#### The task:
Pick out each line of the listing below that contains the string "desert" and copy it in full. The match is case-sensitive.

#### Stored rows:
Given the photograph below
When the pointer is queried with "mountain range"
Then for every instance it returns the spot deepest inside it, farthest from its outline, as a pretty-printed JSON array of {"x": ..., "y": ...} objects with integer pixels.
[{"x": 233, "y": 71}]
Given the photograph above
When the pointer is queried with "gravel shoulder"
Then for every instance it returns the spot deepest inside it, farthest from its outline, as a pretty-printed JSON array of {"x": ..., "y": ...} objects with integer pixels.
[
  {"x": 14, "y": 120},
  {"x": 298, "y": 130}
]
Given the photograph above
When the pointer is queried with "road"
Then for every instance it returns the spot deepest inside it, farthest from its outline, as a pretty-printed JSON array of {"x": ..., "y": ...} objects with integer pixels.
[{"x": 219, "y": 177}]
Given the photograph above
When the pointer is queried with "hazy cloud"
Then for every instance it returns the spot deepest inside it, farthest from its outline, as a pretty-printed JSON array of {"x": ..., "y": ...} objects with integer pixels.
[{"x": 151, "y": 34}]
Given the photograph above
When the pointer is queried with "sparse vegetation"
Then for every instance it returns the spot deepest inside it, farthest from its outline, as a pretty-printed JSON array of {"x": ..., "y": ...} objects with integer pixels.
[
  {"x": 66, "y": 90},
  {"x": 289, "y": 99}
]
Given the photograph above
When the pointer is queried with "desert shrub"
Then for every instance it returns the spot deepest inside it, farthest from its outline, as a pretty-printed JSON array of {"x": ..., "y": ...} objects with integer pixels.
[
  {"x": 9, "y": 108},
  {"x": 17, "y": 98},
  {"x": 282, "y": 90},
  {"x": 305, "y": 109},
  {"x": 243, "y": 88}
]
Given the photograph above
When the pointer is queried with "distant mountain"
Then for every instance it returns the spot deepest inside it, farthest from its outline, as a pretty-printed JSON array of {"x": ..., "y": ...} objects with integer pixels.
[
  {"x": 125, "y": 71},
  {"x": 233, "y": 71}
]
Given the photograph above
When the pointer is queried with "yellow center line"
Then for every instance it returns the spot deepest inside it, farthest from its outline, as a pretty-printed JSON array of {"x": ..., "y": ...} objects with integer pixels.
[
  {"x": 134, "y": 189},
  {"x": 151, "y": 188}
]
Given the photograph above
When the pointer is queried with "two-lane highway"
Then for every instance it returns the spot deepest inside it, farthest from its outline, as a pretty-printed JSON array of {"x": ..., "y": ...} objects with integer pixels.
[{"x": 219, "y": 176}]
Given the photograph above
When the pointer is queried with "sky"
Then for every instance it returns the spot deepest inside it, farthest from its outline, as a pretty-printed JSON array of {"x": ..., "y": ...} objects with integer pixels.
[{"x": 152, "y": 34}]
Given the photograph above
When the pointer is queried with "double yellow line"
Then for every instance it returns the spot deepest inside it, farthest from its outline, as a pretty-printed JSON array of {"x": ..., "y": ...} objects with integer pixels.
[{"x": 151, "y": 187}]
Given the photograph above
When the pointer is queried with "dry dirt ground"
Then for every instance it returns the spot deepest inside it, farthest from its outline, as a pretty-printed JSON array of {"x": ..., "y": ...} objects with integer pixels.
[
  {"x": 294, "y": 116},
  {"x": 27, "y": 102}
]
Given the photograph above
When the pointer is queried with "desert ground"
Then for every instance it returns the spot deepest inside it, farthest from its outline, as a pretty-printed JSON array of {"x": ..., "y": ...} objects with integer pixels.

#### Exercise result:
When the pointer is queried with "desert shrub"
When the pointer is queried with "desert ground"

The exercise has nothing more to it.